[[ Data records open ]]

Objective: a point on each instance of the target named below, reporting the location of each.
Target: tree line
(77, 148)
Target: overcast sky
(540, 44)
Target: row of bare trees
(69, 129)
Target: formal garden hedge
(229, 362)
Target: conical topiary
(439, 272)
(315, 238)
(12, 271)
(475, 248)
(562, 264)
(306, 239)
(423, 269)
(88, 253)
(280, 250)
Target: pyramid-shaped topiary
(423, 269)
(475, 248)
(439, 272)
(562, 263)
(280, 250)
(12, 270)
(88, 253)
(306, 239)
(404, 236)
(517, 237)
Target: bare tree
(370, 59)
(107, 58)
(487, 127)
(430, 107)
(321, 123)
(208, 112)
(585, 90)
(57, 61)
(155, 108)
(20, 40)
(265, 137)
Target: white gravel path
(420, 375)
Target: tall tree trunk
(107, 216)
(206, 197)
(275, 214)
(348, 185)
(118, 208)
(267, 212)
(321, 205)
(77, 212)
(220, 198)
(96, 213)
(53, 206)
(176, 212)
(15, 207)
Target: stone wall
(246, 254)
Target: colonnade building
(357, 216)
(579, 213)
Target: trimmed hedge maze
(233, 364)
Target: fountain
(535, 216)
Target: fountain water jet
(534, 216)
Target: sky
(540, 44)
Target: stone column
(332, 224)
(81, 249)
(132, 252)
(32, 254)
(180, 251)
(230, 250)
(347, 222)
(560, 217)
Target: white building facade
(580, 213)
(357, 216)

[[ Data records closed ]]

Copy exactly the lines that run from the one with "Target: colonnade building" to the last line of the material, including both.

Target: colonnade building
(357, 216)
(579, 213)
Target: trimmed hedge maze
(233, 364)
Target: fountain
(535, 216)
Target: fountain water jet
(534, 216)
Target: sky
(540, 44)
Target: stone column
(332, 224)
(81, 249)
(132, 252)
(32, 254)
(180, 251)
(230, 250)
(347, 222)
(560, 217)
Target: white building facade
(580, 213)
(357, 216)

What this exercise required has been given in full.